Data shown

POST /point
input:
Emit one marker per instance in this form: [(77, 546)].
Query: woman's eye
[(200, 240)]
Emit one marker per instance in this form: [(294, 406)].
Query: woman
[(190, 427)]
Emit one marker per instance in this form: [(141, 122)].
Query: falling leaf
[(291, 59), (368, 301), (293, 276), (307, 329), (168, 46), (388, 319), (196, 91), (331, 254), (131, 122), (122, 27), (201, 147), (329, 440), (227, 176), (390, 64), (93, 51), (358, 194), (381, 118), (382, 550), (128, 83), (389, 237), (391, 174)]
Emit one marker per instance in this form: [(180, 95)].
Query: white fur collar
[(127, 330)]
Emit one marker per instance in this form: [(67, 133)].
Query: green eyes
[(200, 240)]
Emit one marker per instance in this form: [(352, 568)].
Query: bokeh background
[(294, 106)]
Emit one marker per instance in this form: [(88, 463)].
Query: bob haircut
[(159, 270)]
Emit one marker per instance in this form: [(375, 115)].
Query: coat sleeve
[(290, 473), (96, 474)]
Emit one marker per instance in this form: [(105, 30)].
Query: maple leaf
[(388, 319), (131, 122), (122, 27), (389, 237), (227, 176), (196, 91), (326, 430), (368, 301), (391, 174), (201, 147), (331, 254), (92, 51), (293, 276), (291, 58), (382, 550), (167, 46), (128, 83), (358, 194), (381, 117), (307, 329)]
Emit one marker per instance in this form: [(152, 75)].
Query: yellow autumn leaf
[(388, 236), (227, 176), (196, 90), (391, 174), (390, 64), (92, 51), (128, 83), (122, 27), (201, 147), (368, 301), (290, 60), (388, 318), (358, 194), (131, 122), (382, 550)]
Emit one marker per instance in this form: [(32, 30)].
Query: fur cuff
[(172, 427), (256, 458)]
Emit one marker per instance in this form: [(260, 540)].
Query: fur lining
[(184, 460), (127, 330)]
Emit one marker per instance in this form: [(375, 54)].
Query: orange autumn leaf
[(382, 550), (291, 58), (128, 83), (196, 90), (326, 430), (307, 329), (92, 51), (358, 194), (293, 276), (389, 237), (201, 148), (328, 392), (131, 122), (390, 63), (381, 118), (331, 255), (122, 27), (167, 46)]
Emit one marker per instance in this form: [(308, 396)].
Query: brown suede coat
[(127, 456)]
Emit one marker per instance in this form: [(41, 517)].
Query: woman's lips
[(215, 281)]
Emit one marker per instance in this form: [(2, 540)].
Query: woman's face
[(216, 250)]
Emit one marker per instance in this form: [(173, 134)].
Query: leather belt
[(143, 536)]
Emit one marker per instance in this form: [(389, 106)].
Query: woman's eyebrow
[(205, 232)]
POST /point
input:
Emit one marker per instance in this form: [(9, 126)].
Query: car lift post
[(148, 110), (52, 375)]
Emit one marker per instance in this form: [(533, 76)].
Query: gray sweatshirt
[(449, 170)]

Requirement
Up to and including the line with "Emit one marker per instance in this form: [(141, 122)].", write out the records above exactly, starting from their first line.

Exercise result
POST /point
input:
Emit one marker per instance in this form: [(77, 546)].
Query: woman's eye
[(200, 240)]
Emit one marker per instance in this form: [(294, 406)].
Query: woman
[(190, 427)]
Emit one marker per instance in this form: [(141, 122)].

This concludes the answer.